-- Brief 1 --
Name the five members of the royal family who, according to the passage on agency budget increases, are in charge of agencies.
-- Brief 2 --
In the passage on agency budget increases, copy out the stretch from "You’ve decided on" through "willing to accept.".

First, you’ll need to field requests from the different governmental agencies for their ‘fair’ share of the budget increase. Each request will have the name of the agency, the proposed increase, and the current budget of the agency. The names of the agencies always have a prefix with the member of the royal family responsible for the agency. There are currently five members of the royal family in charge of agencies: the Queen, the Prince, the Duke, the Crown Prince, and the Princess. For example, an agency’s name might be: “The Queen’s Agricultural Research Agency”, or “The Crown Prince’s Taxation Office”.

You’ve decided on a simple heuristic for giving out budget increases:

  1. If the agency is run by the Crown Prince, you’ll reject any proposals for budget increases that would increase that agency’s budget by more than 2%. Similarly, 3% for the Princess, 4% for the Prince, 5% for the Queen, and 6% for the Duke. These are the ‘baseline’ budget percentage increases you’re willing to accept.

-- Given records --
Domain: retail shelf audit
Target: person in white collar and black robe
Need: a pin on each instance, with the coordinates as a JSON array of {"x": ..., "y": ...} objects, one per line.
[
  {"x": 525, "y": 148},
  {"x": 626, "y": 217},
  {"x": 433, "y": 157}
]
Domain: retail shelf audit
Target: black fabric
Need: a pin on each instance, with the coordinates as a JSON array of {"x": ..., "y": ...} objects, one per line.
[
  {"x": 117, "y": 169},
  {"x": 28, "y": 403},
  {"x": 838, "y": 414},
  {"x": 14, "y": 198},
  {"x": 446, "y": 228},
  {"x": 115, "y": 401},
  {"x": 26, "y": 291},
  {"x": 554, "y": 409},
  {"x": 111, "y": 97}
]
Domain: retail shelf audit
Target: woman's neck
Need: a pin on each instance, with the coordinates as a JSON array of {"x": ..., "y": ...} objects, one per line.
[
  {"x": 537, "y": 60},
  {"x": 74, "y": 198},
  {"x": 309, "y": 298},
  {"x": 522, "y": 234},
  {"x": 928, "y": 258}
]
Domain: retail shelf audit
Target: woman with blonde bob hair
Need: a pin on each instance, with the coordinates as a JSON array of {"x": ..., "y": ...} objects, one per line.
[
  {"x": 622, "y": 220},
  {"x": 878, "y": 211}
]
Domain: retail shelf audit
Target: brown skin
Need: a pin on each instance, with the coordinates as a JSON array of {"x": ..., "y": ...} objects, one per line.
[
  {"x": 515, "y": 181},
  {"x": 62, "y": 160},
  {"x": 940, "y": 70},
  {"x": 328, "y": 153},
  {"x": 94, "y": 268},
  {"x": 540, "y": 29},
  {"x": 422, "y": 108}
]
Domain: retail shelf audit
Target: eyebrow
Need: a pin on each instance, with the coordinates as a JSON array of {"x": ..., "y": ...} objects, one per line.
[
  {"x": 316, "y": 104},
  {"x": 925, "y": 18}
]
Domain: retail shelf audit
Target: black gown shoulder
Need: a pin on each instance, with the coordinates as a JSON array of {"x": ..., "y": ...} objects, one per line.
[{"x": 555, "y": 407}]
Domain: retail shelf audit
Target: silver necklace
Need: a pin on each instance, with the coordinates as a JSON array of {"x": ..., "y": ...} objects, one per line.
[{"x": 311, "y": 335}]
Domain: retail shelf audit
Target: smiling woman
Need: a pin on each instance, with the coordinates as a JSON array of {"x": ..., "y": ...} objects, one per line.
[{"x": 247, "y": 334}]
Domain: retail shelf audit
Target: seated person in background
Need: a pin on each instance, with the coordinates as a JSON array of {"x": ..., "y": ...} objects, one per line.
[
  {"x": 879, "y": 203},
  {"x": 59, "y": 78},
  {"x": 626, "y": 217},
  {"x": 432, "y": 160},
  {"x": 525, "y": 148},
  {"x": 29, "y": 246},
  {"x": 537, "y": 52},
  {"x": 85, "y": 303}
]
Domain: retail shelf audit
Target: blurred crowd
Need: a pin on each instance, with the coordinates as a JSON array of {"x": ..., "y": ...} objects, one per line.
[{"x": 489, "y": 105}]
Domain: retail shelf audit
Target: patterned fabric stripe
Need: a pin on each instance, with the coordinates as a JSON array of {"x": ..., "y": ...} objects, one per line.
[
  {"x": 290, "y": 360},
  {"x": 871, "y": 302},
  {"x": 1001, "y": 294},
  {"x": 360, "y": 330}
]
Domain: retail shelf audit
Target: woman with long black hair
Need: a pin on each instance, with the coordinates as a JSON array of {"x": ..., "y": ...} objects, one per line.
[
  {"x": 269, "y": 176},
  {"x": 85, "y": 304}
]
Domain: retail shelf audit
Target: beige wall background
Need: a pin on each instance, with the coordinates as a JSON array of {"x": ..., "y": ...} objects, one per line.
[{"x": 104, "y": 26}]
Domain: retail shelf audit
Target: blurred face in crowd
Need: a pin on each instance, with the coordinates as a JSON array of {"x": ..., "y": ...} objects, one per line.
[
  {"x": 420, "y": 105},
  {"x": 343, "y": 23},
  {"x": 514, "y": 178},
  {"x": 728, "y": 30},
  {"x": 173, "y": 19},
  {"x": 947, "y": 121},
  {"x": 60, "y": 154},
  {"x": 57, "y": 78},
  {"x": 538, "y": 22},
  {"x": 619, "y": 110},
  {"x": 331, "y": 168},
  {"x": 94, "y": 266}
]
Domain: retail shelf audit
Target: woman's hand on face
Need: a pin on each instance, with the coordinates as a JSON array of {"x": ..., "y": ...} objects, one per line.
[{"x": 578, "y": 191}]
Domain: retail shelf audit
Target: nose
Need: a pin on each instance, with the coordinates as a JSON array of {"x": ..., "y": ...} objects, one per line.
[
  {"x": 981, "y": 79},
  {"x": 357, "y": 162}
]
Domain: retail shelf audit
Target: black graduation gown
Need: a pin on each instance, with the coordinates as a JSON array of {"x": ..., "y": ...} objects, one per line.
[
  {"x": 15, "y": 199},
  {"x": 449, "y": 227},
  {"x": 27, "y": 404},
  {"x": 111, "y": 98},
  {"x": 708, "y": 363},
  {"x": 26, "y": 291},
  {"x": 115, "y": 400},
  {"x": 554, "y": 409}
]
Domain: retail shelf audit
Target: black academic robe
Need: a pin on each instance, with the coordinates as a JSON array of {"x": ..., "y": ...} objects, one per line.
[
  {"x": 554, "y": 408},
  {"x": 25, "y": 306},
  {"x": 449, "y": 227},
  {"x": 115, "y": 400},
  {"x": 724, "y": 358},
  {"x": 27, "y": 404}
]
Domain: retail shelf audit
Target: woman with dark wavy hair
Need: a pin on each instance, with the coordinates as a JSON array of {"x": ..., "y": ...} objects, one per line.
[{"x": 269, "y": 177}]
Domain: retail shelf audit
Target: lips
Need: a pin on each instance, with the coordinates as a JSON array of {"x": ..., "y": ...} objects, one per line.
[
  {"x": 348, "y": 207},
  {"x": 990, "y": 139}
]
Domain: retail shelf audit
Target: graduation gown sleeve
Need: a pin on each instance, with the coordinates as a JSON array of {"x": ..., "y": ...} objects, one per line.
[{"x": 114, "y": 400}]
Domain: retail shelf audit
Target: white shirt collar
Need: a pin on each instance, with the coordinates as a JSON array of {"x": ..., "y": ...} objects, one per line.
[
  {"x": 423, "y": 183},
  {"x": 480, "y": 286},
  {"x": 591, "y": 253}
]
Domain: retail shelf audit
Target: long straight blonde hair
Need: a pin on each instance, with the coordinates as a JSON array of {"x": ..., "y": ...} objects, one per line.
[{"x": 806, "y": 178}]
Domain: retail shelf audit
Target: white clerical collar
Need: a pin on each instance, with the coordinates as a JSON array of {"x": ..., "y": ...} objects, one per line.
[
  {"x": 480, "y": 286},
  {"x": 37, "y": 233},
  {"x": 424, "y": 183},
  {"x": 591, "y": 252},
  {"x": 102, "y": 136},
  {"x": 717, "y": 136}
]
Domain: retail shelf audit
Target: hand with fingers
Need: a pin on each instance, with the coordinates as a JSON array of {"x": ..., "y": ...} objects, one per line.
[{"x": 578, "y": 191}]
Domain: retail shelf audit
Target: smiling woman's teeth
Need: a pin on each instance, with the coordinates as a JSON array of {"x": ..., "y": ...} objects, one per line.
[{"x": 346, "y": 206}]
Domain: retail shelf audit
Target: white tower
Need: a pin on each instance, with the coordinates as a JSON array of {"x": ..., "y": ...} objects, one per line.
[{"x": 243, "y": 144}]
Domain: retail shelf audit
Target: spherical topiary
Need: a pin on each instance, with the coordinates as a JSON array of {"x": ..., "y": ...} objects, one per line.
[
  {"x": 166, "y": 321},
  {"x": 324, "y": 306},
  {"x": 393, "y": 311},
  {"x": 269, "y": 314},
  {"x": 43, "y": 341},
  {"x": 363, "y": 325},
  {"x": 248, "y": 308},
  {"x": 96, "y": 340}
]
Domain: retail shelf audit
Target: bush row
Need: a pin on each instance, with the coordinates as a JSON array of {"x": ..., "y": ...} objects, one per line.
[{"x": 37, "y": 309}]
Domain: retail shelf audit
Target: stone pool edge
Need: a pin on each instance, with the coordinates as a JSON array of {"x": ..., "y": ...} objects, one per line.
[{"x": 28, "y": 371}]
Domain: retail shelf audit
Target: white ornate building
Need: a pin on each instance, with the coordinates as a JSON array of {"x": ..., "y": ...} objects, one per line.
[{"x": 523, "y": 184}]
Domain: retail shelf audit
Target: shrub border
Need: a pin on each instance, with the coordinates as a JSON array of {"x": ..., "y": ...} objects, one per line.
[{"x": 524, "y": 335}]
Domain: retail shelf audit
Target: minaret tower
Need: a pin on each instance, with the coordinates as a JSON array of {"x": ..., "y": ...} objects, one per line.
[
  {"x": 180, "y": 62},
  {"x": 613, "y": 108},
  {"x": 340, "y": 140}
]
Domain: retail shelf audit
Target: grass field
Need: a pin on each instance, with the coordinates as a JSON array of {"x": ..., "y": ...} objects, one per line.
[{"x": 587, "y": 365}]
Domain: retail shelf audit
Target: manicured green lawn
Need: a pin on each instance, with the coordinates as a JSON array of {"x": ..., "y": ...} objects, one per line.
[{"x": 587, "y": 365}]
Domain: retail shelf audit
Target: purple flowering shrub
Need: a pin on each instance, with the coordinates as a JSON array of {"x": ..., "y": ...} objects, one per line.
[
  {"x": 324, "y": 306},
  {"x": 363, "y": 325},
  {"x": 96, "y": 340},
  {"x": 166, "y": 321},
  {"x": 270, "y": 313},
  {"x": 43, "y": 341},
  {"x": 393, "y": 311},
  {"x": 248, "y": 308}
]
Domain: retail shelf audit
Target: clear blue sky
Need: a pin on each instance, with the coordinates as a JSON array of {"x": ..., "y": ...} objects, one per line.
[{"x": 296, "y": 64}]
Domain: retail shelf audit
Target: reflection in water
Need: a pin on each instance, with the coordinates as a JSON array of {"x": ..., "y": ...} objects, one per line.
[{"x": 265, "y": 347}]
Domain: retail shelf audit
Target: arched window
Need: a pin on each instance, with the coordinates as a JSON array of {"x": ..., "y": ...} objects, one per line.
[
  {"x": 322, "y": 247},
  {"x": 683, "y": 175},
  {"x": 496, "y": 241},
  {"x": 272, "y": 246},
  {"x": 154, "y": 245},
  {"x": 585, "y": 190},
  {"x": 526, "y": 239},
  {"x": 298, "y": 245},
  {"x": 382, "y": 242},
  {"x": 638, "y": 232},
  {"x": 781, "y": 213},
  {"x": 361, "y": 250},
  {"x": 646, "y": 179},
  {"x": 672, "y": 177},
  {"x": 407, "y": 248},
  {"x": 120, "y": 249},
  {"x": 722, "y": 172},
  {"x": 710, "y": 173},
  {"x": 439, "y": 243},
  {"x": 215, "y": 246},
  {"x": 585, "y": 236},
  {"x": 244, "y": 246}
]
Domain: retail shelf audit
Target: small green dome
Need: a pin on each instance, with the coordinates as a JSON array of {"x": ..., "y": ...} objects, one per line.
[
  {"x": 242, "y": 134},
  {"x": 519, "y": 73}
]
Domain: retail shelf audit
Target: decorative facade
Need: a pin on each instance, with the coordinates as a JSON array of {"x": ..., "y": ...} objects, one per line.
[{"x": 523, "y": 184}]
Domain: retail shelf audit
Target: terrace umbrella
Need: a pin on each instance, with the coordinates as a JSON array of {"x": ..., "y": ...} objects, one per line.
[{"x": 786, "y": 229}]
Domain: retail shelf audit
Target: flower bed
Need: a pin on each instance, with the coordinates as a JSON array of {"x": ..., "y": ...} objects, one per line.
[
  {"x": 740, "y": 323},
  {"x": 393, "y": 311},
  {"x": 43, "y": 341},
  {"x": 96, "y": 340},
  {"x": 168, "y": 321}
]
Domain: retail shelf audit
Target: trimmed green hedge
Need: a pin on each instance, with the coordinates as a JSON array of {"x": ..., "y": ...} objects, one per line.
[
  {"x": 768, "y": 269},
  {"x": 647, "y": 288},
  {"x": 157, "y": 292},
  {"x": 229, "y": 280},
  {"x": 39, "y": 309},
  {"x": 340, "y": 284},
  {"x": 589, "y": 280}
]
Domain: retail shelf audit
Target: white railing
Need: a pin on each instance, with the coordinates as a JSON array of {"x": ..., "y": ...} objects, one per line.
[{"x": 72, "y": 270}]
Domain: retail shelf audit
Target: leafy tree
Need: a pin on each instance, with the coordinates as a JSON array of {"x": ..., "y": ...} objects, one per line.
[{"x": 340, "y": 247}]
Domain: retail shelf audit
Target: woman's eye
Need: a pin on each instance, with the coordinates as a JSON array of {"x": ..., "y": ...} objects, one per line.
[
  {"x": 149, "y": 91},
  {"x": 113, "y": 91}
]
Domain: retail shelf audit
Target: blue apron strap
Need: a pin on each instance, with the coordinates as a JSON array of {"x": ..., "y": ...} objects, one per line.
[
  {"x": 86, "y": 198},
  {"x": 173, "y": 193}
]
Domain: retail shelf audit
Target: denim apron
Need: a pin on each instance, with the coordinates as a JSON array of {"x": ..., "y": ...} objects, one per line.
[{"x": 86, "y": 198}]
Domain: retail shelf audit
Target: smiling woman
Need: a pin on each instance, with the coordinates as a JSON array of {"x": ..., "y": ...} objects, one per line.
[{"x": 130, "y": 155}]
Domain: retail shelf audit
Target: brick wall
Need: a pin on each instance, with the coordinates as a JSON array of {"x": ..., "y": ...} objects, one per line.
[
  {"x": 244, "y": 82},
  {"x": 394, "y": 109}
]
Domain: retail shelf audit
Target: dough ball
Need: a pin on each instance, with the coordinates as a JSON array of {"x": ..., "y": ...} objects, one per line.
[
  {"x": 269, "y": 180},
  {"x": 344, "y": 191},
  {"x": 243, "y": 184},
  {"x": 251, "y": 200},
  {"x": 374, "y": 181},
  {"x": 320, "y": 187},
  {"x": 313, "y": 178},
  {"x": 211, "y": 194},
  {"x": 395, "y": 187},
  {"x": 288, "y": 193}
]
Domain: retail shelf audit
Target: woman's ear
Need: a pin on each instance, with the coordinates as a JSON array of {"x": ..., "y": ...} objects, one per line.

-- Task output 1 --
The Queen, the Prince, the Duke, the Crown Prince, and the Princess.

-- Task output 2 --
You’ve decided on a simple heuristic for giving out budget increases:

  1. If the agency is run by the Crown Prince, you’ll reject any proposals for budget increases that would increase that agency’s budget by more than 2%. Similarly, 3% for the Princess, 4% for the Prince, 5% for the Queen, and 6% for the Duke. These are the ‘baseline’ budget percentage increases you’re willing to accept.